* [EXCERPTED DATA]:
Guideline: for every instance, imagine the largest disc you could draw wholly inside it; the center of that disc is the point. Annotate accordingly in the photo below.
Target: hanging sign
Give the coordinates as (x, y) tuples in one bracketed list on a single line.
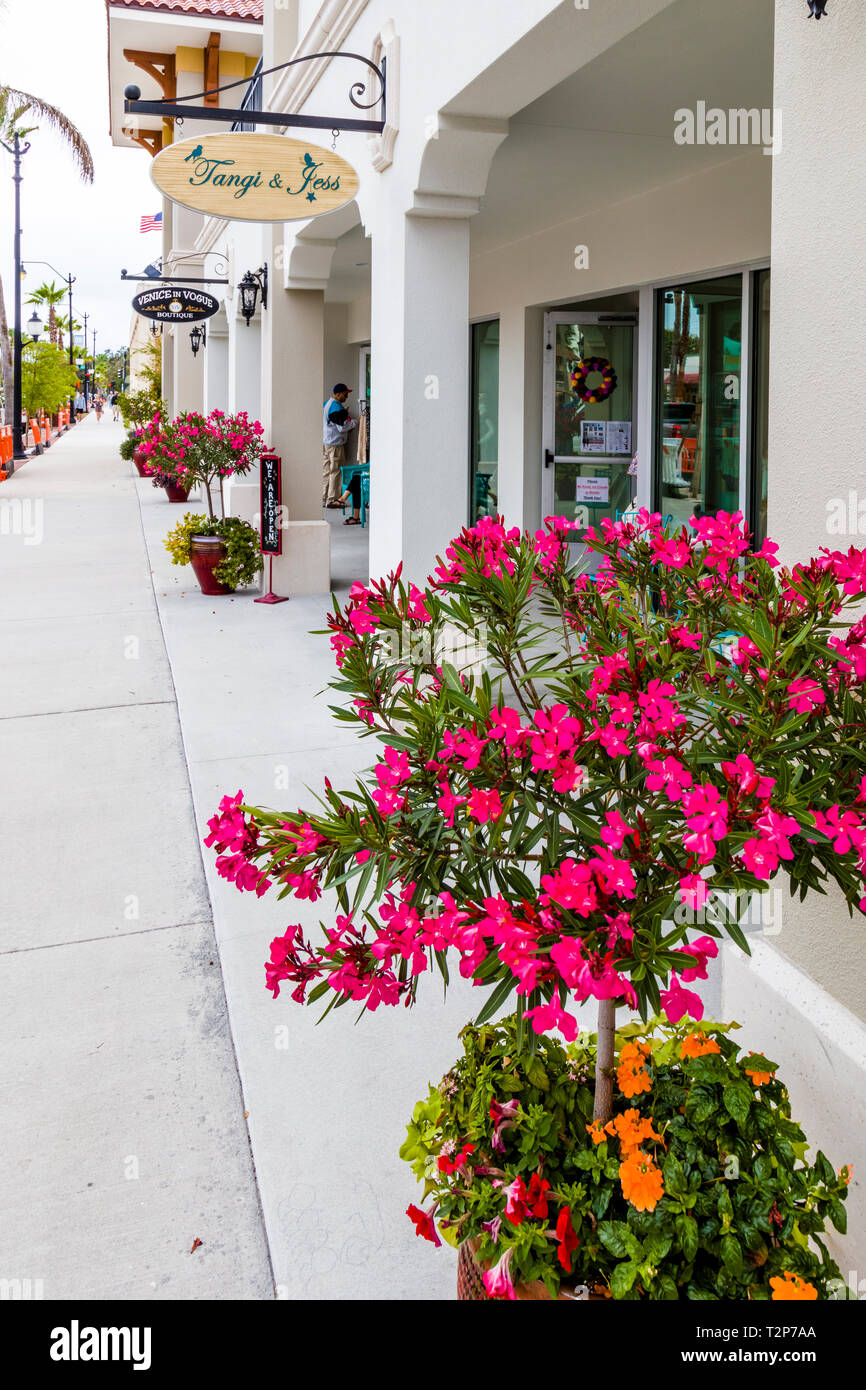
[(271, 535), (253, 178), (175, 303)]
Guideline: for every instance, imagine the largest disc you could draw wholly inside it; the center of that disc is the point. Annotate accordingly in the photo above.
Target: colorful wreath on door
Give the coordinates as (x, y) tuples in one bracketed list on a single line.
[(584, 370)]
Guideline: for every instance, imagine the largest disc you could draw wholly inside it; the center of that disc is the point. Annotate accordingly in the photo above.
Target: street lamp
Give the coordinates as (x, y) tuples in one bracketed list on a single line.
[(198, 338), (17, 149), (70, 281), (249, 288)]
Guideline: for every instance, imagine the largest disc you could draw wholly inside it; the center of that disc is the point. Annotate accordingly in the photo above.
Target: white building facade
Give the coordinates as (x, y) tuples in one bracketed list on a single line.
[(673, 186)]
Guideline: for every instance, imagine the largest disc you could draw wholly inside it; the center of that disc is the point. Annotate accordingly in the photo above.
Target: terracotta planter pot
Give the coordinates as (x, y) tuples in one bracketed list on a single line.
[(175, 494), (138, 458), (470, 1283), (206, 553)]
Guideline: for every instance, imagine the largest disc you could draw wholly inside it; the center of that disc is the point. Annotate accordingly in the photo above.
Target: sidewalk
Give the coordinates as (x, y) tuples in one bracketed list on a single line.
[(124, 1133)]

==

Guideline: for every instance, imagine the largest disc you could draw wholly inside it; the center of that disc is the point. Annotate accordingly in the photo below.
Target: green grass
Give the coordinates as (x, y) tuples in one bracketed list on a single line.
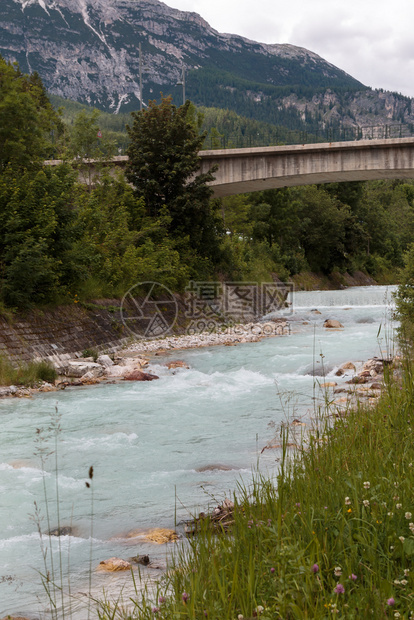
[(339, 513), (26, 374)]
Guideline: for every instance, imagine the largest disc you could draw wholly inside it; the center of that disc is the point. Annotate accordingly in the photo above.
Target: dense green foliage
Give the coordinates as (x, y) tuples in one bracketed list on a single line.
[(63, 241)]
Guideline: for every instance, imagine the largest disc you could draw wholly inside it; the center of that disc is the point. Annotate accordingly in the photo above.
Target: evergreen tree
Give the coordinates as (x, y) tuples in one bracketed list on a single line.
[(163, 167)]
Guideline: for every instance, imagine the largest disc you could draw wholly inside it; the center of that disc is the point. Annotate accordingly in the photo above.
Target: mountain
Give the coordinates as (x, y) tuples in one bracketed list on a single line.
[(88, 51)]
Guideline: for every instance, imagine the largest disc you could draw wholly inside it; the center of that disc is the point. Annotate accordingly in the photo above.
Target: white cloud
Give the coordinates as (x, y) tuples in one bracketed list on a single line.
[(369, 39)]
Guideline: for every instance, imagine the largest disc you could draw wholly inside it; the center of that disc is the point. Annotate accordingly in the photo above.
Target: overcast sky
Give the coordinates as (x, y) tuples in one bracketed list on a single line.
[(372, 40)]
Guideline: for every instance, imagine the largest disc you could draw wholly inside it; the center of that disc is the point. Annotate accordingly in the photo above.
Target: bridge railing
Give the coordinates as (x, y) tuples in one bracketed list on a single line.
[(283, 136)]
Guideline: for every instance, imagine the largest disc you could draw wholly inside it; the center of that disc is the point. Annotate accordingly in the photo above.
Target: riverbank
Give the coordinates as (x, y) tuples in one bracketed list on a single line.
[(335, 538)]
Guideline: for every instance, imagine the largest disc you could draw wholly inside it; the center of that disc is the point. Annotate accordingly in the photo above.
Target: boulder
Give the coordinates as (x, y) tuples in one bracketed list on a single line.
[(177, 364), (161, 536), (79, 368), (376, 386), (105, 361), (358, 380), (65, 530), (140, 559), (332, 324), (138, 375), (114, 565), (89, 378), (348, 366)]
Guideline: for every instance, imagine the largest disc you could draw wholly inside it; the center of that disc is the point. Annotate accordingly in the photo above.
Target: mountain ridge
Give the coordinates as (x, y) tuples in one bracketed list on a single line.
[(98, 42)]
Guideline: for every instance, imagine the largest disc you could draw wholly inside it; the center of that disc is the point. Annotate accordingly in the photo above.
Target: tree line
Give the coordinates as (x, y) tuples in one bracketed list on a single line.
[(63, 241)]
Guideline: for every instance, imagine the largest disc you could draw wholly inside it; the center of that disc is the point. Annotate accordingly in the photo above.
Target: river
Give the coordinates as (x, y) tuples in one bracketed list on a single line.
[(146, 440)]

* [WHAT TO PRODUCE]: Return, unchanged, each line of the data above that contains the string "mountain".

* [SOLVED EXERCISE]:
Target: mountain
Target: mountain ridge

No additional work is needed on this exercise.